[Location annotation dataset excerpts]
────

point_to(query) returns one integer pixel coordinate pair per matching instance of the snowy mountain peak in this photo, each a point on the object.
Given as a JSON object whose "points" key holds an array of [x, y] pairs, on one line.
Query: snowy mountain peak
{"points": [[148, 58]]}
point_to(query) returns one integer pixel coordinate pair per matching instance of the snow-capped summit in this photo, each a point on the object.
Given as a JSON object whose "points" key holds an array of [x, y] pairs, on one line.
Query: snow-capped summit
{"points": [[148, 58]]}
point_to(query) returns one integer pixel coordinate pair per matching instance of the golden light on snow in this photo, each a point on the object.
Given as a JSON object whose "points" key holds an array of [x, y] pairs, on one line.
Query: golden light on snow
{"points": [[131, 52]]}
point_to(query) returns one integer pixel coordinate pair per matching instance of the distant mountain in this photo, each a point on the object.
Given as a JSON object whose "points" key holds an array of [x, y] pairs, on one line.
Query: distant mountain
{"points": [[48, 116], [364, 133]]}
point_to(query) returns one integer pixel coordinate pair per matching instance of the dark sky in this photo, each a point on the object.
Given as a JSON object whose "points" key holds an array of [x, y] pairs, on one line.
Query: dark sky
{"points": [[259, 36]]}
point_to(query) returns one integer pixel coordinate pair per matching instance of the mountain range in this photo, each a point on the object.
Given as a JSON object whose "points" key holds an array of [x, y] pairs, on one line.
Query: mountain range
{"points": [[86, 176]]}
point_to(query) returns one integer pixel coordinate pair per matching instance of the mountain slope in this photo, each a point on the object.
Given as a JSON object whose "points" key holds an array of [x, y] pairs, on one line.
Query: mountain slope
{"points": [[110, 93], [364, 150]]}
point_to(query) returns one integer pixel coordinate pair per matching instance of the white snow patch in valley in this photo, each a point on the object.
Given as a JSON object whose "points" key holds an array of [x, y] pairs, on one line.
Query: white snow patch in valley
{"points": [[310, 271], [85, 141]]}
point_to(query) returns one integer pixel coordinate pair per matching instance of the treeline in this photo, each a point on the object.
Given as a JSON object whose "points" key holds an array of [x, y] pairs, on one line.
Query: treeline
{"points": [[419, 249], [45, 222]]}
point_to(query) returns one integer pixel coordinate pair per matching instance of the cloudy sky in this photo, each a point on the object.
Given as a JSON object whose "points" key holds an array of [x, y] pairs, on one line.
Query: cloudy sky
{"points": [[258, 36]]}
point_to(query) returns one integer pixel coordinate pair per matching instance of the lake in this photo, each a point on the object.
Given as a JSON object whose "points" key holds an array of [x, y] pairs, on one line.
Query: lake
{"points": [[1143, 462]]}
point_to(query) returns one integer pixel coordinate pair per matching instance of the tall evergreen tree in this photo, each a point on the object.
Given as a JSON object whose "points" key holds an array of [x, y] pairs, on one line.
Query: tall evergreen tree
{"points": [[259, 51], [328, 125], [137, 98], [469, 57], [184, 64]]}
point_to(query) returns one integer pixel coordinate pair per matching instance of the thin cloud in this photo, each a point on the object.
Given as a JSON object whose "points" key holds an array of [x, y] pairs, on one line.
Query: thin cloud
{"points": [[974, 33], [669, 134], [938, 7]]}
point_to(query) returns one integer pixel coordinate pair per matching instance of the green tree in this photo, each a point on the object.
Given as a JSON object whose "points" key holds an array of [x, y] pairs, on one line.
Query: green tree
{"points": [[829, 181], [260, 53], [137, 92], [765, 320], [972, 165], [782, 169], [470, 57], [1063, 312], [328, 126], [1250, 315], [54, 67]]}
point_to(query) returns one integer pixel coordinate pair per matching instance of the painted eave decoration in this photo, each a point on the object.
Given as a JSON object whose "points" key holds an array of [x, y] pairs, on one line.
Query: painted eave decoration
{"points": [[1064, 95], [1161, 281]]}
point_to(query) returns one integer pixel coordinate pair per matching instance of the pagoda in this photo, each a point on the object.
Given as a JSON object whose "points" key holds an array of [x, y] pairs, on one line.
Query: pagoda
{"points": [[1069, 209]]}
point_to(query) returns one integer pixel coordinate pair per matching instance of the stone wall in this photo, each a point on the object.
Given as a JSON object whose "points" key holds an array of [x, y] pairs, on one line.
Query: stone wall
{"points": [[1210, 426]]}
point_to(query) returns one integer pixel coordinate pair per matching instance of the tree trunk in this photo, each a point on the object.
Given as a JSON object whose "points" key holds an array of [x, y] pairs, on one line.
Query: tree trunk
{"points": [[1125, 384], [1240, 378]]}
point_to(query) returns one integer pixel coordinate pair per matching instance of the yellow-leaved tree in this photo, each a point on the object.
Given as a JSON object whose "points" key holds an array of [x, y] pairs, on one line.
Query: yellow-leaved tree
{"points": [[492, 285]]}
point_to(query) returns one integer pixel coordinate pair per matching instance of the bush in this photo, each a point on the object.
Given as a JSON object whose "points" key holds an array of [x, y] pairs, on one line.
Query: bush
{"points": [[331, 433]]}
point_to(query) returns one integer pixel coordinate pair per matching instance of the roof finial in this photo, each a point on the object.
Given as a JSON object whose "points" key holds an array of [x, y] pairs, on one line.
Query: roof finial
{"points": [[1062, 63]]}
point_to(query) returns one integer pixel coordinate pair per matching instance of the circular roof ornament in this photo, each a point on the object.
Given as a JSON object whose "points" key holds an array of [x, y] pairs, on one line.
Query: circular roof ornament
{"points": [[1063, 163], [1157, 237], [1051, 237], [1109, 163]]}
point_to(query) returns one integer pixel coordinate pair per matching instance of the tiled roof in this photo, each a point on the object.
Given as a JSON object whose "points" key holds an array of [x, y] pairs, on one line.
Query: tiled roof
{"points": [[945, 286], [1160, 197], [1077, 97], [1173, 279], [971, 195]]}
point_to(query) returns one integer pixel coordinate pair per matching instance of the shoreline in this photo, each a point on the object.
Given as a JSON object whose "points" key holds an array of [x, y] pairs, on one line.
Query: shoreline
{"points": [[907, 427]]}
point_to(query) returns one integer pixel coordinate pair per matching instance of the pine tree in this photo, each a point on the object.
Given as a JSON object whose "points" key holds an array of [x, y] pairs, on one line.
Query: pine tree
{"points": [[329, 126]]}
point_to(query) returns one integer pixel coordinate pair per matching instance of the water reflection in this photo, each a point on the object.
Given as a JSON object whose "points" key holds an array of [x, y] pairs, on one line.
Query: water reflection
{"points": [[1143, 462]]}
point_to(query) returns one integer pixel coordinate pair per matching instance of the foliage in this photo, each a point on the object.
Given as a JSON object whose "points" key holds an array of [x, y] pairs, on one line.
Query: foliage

────

**What needs to be done**
Retype every line of the entries above, word for word, keeping their order and punctuation unchanged.

**Solution to this exercise**
point_to(query) returns one integer pixel coordinate pair per matching instance of the snowy mountain peak in this photo, each a point on the object.
Given as a JSON object whose "points" key holds an array of [x, y] pairs, on one line.
Query: snowy mountain peak
{"points": [[148, 58]]}
point_to(query) returns one integer pixel coordinate pair per matching instance of the snow-capped summit in this photo, each a point on the object.
Given as a JSON object whose "points" key holds an array of [x, y] pairs, on one line.
Query: snow-capped summit
{"points": [[148, 58]]}
point_to(query) returns one integer pixel coordinate pair per matching instance of the golden light on snow in this photo, each a point on the object.
Given as a JSON object whose "points" key holds an array of [x, y] pairs, on one line.
Query: golden light on snow
{"points": [[131, 52]]}
point_to(query) returns one integer pixel coordinate pair per matching instance of the distant mountain in this photo, each a point on the object.
Given as a JSON object whose "points" key holds an array of [x, y] pairs, on one line.
Query: distant mountain
{"points": [[48, 116], [364, 133]]}
point_to(query) returns one integer pixel coordinate pair per matching instance of the dark sky in this photo, each a point on the object.
Given as a JSON object whose "points" key holds an array of [x, y] pairs, on one line.
Query: dark sky
{"points": [[259, 36]]}
point_to(query) returns one integer pixel coordinate pair per matching instance of the mountain range in this photo, each a point on the object.
Given as a JSON object whose "points" key holds an array of [x, y] pairs, on one line.
Query: mountain range
{"points": [[86, 176]]}
point_to(query) returns one integer pixel coordinate pair per matching instance of the mountain slope in this photo, each a point on the object.
Given as a JSON object whose "points" key holds an array of [x, y] pairs, on one line.
Query: mountain slope
{"points": [[110, 93], [364, 150]]}
point_to(query) returns one integer pixel coordinate pair per matching instance of the white snow patch in valley in this photo, each a point on the object.
Given as a JSON object whose "points" key holds an array of [x, y] pairs, on one line.
Query: white snow patch in valley
{"points": [[310, 271], [85, 141]]}
point_to(query) returns one integer pixel coordinate pair per matching instance of the treeline in this photo, each a point on the object.
Given as a JSON object whose "points" key holds an array of [x, y] pairs, on one line.
Query: treeline
{"points": [[419, 249], [45, 222]]}
point_to(query) returns one integer pixel coordinate pair per matching instance of the cloudy sky in this photo, each a point on the object.
Given as a JSON object whose "points" key holds an array of [x, y] pairs, on one line.
Query: cloudy sky
{"points": [[258, 36]]}
point_to(query) returns one integer pixel coordinate pair per matching instance of the lake in this photo, each a point on the object.
Given as a JSON object whose "points" key holds an array of [x, y] pairs, on one line.
Query: lake
{"points": [[1143, 462]]}
point_to(query) returns one integer pixel coordinate pair per matching instance of the tall evergreen tree in this photo, each a point on the object.
Given as a JSON object whose "points" key holds an array of [x, y] pairs, on one line.
Query: tall evergreen tree
{"points": [[259, 51], [328, 125], [137, 98], [469, 57], [184, 64]]}
point_to(query) returns one integer pixel coordinate pair per matching instance of the thin cloud in this photo, each a point on the object.
Given as a JSON object whose "points" key holds an array of [x, y] pairs, on one line.
Query: thin cloud
{"points": [[974, 33], [669, 134], [938, 7]]}
point_to(query) returns one integer pixel coordinate pair per matching instance of the green tree in this photo, each a point on the object.
Given as a JSON object whose "points" key holds an array of [x, y] pairs, on one line.
Query: green tree
{"points": [[829, 181], [260, 53], [137, 92], [765, 320], [972, 165], [782, 169], [470, 57], [1063, 312], [328, 126], [1250, 315], [54, 67]]}
point_to(query) returns one integer pixel coordinate pair per matching instance of the painted eave decoration in this photo, each a point on the object.
Given as a JSON object whose "points" key holds an array of [x, y] pairs, on one line.
Query: painted eave decoration
{"points": [[1064, 95], [1161, 281]]}
point_to(query) returns one integer pixel coordinate pair per matching instance of the pagoda in this photo, each a point on the object.
Given as a JSON object whose "points" key holds an array of [x, y] pairs, on one line.
Query: pagoda
{"points": [[1069, 209]]}
point_to(query) returns one integer pixel coordinate pair per matching instance of the stone wall in this photo, each a point on the object.
Given as a JSON object whose "points" key holds an array of [x, y] pairs, on one line.
Query: stone wall
{"points": [[1210, 426]]}
point_to(query) returns one integer pixel coordinate pair per matching instance of the tree trunk in this photo, each a point on the object.
Given as a JSON object whose "points" key holds an array of [x, y] pairs, on one line.
Query: tree trunk
{"points": [[1125, 384], [1240, 378]]}
point_to(query) returns one integer pixel coordinate pair per matching instance of the yellow-leaved tree in this photo, each a point on the object.
Given as a JSON object whose "points" key holds an array of [x, y] pairs, on one line.
Query: yellow-leaved tree
{"points": [[492, 285]]}
point_to(query) returns one integer pixel coordinate pair per matching instance of the bush in this photo, each a point on the object.
Given as a JSON object whose "points" key holds an array of [x, y] pairs, on one line.
Query: bush
{"points": [[331, 433]]}
point_to(query) returns one integer pixel coordinate pair per matching instance of the roof finial in this photo, each a point on the object.
Given as a JSON object whose "points" key holds an array of [x, y] pairs, on one line.
Query: roof finial
{"points": [[1062, 63]]}
point_to(query) returns one integer pixel coordinate pair per matching instance of the circular roof ornament in this photo, each a point on the object.
Given as a JSON object whose "points" key holds an array of [x, y] pairs, on one line.
Query: circular roof ornament
{"points": [[1063, 163], [1157, 237], [1051, 237], [1109, 163]]}
point_to(query) returns one integer pixel coordinate pair per matching instance of the tiled roof in this photo, each a point on the object.
Given as a JSON object whose "points" key holds an array of [x, y] pairs, on one line.
Query: tiled roof
{"points": [[945, 286], [1160, 197], [1077, 97], [1173, 279], [971, 195]]}
point_to(query) returns one integer pixel coordinate pair per matching instance of the shoreline in this photo, each a point on the object.
Given as a JSON object whose "points" key holds an array of [x, y] pairs, on one line.
Query: shoreline
{"points": [[907, 427]]}
point_to(query) returns one integer pixel coordinate pair per matching instance of the pine tree in this photo, each a point on the object.
Given as a JSON object whose "points" key holds an array of [x, y] pairs, on one line.
Query: pine tree
{"points": [[329, 126]]}
point_to(query) returns one integer pixel coordinate pair per matching instance of the water reflection in this photo, each a point on the object.
Given as a JSON object whose "points" key holds an array of [x, y] pairs, on one line.
Query: water reflection
{"points": [[1143, 462]]}
point_to(query) returns one integer pixel coordinate pair per matching instance of the foliage in this photo, each a point on the object.
Given as a JSON object whose "points" key holds an array of [x, y] pairs, on one line.
Query: foliage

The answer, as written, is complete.